EXERCISE INSTRUCTIONS
Only lines holding the word "below" are wanted from the records; copy all of them.

RECORD EXTRACTS
#####

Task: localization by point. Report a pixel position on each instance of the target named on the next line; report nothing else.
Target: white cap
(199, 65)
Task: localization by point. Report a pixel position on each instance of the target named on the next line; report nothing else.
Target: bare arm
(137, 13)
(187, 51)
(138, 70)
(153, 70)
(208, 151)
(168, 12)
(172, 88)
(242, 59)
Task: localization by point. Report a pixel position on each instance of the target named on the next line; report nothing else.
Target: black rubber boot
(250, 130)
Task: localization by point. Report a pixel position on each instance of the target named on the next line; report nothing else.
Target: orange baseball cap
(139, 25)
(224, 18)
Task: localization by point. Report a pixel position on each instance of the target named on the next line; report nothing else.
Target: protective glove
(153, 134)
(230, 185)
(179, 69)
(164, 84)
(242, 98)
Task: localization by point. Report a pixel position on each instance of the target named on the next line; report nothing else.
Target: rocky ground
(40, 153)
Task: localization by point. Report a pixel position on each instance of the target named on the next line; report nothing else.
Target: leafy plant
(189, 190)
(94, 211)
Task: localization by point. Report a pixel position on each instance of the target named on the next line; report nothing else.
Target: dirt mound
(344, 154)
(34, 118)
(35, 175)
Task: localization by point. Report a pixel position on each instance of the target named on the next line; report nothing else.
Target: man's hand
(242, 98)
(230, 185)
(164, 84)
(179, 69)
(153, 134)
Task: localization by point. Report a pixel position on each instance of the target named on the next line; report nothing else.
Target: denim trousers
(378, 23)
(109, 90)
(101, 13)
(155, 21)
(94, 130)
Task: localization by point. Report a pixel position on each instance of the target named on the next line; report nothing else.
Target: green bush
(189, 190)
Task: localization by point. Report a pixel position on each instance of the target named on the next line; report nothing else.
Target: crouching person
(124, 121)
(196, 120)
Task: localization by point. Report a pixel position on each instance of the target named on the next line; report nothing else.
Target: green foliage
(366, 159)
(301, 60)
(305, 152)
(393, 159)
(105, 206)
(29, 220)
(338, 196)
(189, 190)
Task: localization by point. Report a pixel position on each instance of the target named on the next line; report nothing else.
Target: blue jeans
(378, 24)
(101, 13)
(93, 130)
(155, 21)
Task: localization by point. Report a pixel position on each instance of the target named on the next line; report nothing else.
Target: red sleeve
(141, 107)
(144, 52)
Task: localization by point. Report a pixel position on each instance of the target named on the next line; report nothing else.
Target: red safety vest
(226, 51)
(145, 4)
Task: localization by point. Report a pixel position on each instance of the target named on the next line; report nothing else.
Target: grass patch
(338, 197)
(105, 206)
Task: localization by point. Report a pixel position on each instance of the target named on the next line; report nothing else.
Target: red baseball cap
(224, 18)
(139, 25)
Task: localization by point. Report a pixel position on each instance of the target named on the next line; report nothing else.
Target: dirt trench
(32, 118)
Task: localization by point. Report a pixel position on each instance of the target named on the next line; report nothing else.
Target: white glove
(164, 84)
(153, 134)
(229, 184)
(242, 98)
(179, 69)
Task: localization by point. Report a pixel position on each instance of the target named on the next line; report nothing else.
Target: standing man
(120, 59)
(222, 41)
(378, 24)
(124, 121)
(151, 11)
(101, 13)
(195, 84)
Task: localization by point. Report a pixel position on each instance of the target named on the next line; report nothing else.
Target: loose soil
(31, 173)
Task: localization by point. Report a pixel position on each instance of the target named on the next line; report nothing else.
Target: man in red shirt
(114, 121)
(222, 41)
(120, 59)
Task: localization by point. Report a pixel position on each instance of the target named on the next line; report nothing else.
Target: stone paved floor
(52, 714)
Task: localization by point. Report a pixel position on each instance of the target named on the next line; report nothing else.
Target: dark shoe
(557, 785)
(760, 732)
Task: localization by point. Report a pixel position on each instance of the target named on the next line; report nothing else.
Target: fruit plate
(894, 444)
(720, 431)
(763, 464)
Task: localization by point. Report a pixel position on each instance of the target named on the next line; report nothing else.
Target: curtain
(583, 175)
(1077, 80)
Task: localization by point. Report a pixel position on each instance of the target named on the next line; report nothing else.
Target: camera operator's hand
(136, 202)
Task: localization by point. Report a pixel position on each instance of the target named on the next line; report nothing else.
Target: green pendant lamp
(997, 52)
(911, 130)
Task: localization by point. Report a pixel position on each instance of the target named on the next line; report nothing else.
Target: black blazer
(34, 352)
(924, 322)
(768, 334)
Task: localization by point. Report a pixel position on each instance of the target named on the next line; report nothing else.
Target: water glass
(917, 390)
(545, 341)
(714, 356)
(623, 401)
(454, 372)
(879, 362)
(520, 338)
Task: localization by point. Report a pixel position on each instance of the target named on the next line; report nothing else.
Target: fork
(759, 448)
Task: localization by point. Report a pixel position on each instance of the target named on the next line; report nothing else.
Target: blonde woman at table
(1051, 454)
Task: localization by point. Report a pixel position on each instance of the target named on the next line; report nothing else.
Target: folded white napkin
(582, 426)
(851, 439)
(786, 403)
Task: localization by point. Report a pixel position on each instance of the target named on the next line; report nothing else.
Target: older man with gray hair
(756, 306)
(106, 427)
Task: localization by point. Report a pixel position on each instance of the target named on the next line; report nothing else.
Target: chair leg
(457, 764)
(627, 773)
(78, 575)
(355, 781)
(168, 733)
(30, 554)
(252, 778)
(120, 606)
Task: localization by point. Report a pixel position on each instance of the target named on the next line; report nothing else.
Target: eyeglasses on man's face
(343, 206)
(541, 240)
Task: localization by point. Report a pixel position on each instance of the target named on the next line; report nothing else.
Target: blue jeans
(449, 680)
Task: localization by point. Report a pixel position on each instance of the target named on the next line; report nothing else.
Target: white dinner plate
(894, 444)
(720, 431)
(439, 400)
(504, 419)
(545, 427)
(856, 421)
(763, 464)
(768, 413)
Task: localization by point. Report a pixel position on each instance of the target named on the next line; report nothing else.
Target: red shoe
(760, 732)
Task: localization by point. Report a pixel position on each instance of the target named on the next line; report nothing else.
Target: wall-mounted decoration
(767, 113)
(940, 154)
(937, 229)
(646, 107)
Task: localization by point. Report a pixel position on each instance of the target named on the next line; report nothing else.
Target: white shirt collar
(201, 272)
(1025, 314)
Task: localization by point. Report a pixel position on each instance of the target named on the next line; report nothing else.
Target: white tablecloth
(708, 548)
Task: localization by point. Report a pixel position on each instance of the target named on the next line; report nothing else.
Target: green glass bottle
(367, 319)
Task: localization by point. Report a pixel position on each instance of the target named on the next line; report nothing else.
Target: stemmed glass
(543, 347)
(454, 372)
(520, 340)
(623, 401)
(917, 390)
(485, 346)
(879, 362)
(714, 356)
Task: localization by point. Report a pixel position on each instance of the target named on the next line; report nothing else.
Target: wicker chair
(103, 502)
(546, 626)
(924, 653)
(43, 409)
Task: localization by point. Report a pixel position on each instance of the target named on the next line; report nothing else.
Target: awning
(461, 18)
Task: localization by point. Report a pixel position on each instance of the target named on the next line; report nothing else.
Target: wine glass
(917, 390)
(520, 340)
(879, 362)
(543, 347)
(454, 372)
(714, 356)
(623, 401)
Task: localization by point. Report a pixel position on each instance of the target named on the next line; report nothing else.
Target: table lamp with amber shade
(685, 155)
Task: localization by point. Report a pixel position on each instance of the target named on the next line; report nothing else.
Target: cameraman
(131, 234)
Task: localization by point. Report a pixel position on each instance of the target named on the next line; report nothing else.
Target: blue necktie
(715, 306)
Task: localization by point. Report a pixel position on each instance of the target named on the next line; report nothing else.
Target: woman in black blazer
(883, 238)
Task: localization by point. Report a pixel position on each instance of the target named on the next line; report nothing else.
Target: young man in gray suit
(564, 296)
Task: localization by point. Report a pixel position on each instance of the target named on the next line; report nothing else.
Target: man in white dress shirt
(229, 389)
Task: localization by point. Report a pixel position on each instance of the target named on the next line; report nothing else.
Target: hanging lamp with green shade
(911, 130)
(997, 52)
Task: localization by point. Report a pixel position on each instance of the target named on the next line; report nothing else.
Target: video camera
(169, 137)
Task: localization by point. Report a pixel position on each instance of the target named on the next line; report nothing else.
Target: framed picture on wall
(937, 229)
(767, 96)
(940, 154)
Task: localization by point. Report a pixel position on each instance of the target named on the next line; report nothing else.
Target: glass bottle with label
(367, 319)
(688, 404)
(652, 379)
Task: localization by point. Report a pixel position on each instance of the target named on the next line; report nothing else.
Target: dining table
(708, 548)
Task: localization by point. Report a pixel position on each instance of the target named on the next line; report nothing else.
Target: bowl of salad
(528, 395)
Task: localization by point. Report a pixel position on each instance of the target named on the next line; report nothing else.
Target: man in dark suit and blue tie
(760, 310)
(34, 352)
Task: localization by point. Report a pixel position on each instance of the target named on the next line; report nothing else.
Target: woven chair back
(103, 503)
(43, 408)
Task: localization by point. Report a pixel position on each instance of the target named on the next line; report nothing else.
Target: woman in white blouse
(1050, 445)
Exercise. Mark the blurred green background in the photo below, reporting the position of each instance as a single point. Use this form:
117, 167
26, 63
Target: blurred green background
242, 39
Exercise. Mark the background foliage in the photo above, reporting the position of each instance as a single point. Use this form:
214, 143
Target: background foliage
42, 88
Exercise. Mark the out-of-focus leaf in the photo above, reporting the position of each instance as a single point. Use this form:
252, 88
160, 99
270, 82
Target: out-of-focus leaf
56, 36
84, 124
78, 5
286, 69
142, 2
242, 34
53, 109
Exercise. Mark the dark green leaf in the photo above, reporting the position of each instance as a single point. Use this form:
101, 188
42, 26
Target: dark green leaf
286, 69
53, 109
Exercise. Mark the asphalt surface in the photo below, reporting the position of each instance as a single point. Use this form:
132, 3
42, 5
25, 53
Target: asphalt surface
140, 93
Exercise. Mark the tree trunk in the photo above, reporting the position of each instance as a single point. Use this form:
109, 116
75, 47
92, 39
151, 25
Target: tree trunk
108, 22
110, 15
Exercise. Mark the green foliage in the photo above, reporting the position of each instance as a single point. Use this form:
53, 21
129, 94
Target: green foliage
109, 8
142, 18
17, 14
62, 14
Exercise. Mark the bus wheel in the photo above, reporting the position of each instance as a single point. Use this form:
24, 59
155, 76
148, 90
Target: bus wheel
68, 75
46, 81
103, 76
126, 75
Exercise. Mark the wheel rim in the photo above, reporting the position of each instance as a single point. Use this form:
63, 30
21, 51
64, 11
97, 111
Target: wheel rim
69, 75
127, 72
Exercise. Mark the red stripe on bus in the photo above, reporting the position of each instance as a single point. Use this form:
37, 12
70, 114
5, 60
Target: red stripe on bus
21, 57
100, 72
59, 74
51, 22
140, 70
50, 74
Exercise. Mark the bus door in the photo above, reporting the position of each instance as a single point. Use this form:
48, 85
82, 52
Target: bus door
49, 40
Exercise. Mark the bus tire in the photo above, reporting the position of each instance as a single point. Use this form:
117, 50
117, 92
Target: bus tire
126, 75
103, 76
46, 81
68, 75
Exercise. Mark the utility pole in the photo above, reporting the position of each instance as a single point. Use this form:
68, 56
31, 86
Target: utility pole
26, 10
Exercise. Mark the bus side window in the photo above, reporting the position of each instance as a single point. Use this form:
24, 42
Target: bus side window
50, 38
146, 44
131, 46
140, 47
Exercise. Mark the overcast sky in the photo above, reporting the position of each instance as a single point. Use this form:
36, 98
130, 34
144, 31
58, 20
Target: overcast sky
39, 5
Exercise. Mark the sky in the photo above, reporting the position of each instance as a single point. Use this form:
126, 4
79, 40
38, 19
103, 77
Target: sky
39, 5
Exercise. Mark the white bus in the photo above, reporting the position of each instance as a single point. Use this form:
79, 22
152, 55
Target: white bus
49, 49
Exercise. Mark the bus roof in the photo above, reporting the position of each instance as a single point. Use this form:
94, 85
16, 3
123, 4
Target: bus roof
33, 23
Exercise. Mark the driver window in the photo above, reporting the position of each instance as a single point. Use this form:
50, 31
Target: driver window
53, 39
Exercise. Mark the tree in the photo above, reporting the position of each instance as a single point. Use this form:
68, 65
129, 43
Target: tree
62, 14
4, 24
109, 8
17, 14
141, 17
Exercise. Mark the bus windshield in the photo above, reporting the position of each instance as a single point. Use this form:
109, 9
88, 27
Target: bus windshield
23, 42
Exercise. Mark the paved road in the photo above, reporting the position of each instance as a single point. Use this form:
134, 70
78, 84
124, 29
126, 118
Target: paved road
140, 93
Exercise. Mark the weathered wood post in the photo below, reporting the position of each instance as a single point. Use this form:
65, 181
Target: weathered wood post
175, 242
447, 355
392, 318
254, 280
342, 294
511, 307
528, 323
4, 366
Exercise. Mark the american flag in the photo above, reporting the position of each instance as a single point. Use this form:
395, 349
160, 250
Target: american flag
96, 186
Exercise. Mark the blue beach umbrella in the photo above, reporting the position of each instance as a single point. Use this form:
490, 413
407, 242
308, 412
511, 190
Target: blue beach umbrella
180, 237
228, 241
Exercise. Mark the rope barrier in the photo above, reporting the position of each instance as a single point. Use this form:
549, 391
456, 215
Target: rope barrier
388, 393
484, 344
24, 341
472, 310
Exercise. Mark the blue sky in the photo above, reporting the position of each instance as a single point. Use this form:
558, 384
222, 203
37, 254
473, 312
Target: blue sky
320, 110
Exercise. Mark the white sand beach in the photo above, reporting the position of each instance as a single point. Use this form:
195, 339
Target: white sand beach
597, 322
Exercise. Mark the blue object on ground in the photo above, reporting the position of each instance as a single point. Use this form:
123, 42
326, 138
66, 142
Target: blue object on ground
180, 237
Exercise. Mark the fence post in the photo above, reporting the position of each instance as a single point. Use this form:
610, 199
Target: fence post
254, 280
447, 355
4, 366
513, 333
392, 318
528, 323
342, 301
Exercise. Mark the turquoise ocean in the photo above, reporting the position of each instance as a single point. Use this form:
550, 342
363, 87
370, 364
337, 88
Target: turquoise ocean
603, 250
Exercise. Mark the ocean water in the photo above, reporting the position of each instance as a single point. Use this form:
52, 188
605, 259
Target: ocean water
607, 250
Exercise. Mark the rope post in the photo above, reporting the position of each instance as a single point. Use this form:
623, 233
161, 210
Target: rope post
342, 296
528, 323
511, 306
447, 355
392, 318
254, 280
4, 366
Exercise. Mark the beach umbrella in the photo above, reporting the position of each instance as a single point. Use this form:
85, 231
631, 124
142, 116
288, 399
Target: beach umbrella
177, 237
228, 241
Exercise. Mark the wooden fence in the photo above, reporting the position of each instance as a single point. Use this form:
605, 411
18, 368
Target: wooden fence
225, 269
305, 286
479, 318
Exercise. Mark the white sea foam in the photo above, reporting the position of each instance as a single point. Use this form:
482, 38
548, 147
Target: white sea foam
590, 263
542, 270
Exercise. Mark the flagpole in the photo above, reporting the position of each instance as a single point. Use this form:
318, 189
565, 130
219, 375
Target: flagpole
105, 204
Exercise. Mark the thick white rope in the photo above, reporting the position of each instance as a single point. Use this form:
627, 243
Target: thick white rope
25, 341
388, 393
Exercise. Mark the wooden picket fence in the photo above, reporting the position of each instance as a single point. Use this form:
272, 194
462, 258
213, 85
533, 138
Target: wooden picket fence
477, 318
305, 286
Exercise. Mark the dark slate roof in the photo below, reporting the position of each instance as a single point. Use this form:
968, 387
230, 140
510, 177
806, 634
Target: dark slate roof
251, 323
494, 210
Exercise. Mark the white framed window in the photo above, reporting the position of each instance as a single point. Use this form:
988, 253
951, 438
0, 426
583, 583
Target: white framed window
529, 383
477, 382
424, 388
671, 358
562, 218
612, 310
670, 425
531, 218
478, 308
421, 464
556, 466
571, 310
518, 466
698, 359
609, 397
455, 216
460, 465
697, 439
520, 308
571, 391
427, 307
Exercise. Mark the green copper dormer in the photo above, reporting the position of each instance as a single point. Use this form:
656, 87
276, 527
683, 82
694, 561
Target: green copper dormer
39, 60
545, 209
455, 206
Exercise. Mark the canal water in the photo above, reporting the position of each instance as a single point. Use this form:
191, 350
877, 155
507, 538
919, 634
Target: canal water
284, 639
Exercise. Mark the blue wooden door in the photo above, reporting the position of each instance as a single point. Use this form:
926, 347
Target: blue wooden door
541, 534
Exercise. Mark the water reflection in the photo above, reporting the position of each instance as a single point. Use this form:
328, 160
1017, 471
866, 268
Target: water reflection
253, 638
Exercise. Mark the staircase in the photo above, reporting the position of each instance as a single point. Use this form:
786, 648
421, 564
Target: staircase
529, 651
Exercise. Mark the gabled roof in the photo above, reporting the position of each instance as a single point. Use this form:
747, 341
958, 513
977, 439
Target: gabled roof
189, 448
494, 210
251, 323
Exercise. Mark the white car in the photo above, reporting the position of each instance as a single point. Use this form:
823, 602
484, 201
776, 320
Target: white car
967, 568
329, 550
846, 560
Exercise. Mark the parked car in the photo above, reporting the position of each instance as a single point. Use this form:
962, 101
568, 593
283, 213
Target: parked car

#####

RESULT OF THE TASK
Exercise. Mark the blurred green background in the photo below, reporting the position of each instance as a single point. Use this form:
Exercise. Mark the asphalt surface in the photo below, reporting the position of each instance as a single point. Use this form:
Exercise. Mark the weathered wood post in the photo below, reporting the position of each instance as a single point. Use this form:
Exercise. Mark the dark slate roof in the photo below, reporting the position of each instance as a single point. Use this form:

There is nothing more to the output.